— start of DATA TO USE —

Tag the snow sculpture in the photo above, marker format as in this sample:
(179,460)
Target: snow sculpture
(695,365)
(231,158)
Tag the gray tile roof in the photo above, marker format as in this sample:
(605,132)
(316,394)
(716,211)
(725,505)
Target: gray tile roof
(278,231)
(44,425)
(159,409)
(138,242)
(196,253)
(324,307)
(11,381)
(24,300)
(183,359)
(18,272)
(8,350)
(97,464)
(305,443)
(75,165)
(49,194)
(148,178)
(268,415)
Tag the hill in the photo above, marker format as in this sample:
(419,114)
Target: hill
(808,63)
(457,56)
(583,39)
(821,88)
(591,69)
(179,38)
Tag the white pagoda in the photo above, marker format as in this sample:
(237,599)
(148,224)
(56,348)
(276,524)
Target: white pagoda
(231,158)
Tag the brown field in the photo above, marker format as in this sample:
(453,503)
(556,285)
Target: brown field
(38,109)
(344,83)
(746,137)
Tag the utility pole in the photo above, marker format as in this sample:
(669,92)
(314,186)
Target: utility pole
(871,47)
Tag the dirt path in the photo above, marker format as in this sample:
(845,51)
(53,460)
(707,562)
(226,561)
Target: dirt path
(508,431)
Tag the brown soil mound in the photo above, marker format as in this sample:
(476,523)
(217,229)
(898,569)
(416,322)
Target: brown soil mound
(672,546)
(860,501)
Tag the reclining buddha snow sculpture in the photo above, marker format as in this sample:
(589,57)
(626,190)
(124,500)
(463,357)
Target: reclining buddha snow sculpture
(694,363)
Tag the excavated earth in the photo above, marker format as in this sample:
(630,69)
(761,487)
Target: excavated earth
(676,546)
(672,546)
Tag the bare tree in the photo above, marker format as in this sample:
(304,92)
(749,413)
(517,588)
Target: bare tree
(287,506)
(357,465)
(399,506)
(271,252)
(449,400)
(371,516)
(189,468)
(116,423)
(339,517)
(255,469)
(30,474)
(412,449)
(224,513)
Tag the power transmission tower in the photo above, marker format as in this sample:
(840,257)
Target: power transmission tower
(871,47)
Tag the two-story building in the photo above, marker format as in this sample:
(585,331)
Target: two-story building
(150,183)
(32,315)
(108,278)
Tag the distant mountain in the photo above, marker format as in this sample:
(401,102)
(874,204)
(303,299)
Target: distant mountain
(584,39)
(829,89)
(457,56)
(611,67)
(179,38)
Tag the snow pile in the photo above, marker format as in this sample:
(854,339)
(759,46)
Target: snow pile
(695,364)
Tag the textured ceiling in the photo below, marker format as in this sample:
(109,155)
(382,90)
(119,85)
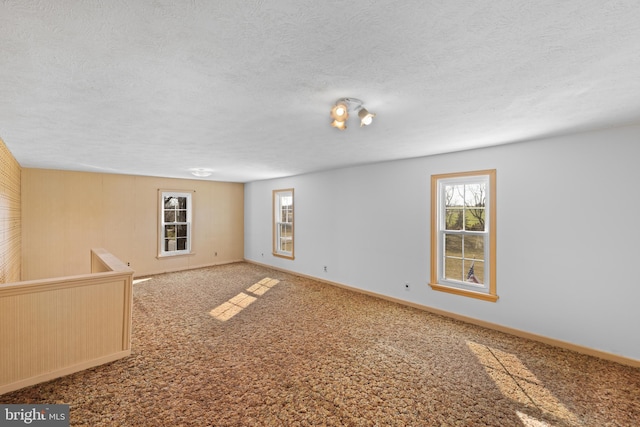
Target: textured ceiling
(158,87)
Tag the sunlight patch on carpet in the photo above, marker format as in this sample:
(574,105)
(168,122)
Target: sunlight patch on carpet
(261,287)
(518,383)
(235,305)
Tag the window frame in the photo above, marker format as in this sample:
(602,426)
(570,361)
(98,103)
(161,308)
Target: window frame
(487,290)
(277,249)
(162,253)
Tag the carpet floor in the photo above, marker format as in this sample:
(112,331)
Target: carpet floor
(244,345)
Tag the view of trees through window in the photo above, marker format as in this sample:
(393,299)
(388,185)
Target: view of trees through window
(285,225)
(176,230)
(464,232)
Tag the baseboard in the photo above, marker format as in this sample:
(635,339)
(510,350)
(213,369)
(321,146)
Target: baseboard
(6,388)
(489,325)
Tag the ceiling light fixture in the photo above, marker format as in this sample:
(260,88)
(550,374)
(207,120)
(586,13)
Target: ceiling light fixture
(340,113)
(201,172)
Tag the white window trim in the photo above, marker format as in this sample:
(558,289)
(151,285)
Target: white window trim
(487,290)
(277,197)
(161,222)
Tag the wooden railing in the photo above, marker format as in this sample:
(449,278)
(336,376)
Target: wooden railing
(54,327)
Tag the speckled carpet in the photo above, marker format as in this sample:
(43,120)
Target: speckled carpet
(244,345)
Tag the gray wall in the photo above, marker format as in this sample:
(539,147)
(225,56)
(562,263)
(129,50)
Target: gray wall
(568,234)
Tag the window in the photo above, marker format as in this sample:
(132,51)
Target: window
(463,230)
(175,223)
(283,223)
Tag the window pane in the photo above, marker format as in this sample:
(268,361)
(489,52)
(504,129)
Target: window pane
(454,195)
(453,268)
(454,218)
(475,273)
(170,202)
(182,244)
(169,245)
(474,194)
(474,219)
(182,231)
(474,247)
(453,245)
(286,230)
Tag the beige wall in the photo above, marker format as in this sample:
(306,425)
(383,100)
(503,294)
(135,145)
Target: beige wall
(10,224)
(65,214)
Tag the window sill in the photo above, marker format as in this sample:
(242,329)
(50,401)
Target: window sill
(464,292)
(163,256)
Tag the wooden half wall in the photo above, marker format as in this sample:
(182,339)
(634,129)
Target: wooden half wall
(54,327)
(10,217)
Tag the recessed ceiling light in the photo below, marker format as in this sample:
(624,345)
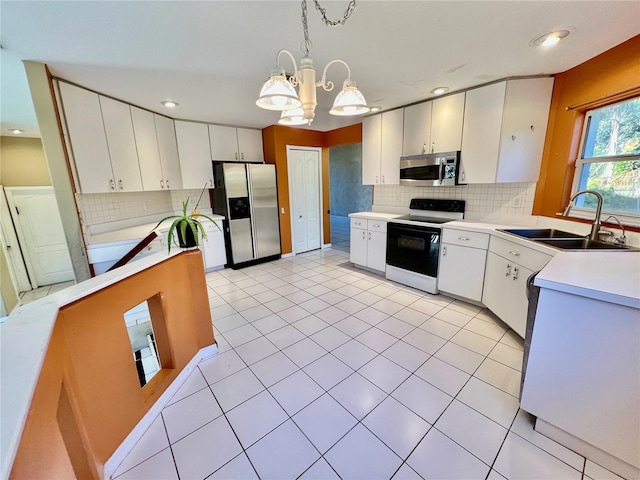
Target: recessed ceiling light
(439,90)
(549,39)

— end of DATA TO USE —
— start of DATA TO USE —

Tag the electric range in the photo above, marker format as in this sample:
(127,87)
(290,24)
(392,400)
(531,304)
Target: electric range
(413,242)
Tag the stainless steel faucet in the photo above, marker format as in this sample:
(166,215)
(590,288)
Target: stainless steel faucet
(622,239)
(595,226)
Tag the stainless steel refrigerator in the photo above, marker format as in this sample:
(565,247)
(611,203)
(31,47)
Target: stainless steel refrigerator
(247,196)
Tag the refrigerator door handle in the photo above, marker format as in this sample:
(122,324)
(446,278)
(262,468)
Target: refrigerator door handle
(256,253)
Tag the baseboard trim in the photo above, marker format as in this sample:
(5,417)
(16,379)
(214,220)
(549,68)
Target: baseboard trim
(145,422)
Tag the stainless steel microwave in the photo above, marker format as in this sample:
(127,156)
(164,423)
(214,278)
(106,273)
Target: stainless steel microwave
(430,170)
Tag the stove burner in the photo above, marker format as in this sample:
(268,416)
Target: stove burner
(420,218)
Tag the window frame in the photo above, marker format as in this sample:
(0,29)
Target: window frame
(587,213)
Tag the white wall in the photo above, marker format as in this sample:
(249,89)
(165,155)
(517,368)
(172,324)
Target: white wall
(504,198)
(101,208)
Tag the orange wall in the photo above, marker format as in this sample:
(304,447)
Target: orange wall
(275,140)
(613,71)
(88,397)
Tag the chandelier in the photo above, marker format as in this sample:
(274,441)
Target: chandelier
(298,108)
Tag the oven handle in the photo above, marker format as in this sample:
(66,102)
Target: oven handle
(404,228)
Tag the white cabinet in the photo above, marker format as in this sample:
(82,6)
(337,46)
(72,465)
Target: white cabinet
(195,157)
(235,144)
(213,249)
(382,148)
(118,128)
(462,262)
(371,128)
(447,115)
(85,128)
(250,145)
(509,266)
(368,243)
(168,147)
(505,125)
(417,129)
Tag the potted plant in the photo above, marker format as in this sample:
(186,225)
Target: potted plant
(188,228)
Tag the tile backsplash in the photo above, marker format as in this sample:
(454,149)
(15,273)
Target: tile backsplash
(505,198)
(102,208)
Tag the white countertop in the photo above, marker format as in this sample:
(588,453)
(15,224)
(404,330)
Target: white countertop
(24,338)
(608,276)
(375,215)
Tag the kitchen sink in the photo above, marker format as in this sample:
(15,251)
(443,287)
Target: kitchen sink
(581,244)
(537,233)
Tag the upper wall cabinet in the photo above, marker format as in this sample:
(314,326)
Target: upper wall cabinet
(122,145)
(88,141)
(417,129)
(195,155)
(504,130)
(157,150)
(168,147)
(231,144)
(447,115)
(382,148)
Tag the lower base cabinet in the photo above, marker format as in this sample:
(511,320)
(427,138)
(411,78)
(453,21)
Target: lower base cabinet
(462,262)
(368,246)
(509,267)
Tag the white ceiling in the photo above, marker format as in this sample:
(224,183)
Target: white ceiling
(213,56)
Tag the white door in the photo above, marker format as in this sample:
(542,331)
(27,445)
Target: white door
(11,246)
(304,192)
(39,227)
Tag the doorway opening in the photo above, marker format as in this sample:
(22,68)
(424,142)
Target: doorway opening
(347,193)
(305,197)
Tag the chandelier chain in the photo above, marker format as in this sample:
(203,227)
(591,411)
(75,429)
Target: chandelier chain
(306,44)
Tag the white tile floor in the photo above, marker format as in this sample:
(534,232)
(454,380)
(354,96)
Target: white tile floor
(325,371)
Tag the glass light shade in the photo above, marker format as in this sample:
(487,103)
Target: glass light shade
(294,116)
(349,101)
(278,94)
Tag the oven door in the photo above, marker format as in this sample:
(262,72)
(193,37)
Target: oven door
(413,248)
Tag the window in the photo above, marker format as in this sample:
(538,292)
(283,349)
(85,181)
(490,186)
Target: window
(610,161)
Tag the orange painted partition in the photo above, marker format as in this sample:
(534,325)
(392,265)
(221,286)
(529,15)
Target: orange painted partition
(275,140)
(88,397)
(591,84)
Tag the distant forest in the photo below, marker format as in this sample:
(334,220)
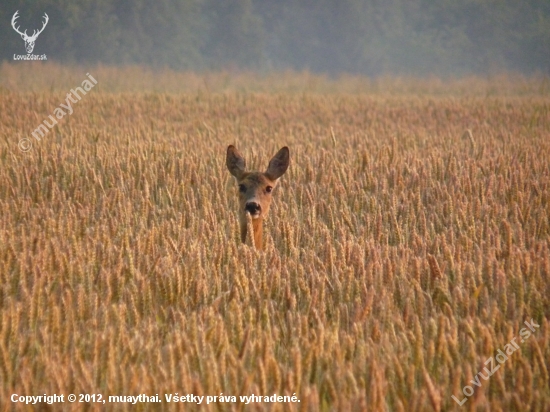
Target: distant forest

— end of DATA TO USE —
— start of DATA TO USE —

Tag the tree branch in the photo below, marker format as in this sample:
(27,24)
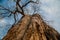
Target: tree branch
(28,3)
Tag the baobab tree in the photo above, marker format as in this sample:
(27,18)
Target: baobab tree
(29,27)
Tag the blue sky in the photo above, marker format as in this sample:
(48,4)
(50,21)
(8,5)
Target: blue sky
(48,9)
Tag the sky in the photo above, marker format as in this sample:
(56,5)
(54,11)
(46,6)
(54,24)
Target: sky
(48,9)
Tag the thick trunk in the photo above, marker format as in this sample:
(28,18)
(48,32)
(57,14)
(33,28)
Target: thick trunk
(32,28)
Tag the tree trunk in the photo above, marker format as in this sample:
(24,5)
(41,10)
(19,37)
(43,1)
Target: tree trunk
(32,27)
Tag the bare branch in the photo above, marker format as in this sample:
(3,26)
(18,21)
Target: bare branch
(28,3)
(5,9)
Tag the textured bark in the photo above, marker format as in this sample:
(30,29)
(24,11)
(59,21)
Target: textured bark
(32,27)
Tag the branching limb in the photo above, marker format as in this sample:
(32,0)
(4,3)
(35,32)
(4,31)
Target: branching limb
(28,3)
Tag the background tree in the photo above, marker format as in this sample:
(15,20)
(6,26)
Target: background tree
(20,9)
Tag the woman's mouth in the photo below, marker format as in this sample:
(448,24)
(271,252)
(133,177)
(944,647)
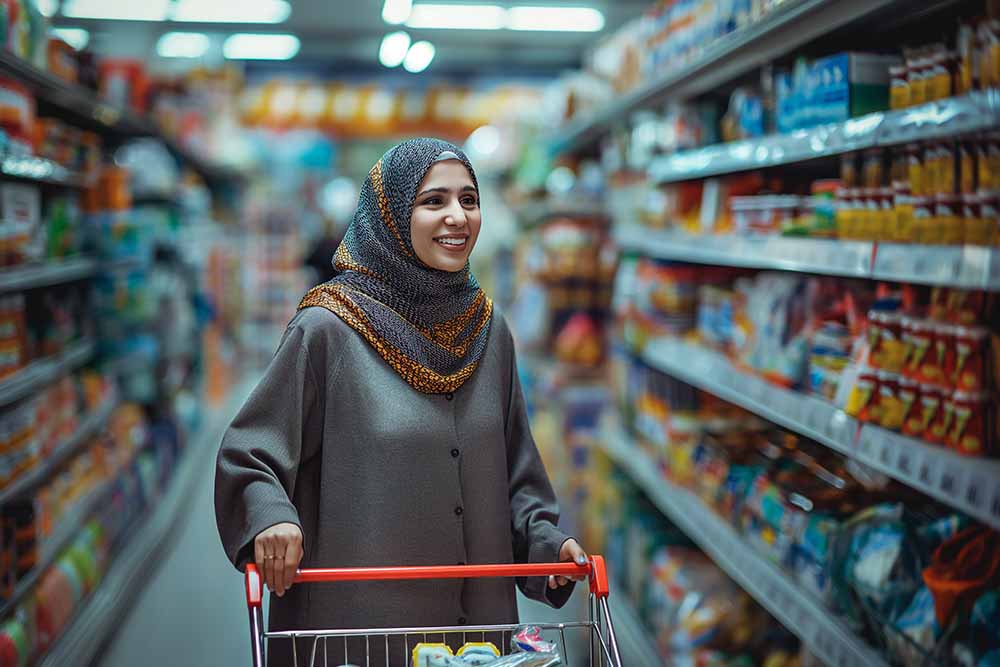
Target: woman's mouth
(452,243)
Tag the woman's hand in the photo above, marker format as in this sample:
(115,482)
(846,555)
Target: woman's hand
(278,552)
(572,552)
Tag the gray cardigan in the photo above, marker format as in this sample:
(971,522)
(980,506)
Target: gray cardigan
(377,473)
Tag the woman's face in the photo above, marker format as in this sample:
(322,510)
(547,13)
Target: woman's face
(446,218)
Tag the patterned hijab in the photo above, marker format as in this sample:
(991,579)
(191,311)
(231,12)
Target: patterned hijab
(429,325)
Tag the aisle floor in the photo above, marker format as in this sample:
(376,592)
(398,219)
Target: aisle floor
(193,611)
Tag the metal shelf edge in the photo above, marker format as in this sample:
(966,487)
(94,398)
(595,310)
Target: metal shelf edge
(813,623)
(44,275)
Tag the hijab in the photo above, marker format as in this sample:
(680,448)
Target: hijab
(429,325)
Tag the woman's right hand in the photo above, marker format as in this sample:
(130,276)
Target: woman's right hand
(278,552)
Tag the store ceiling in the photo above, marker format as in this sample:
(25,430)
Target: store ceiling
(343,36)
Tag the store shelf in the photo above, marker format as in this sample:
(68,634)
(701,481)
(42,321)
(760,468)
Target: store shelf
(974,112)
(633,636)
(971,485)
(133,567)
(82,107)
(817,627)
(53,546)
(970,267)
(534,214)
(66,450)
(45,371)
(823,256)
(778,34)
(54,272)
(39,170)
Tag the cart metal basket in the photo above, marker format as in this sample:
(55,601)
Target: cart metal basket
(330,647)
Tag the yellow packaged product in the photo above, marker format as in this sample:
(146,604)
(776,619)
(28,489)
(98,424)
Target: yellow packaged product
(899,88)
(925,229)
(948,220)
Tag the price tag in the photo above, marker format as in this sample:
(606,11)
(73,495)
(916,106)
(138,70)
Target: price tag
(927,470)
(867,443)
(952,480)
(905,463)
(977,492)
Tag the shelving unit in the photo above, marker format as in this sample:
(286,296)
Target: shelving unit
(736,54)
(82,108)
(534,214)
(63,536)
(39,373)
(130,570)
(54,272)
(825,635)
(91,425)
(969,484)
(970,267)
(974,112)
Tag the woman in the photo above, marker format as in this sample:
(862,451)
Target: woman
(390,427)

— end of DATA TO USE —

**TO BE DONE:** Which lines above contain the word "reclining"? Copy out each of them.

**FINAL ANSWER:**
Tag the reclining buddha snow sculpture in the photo above, marker format as in this sample:
Target: reclining buddha snow sculpture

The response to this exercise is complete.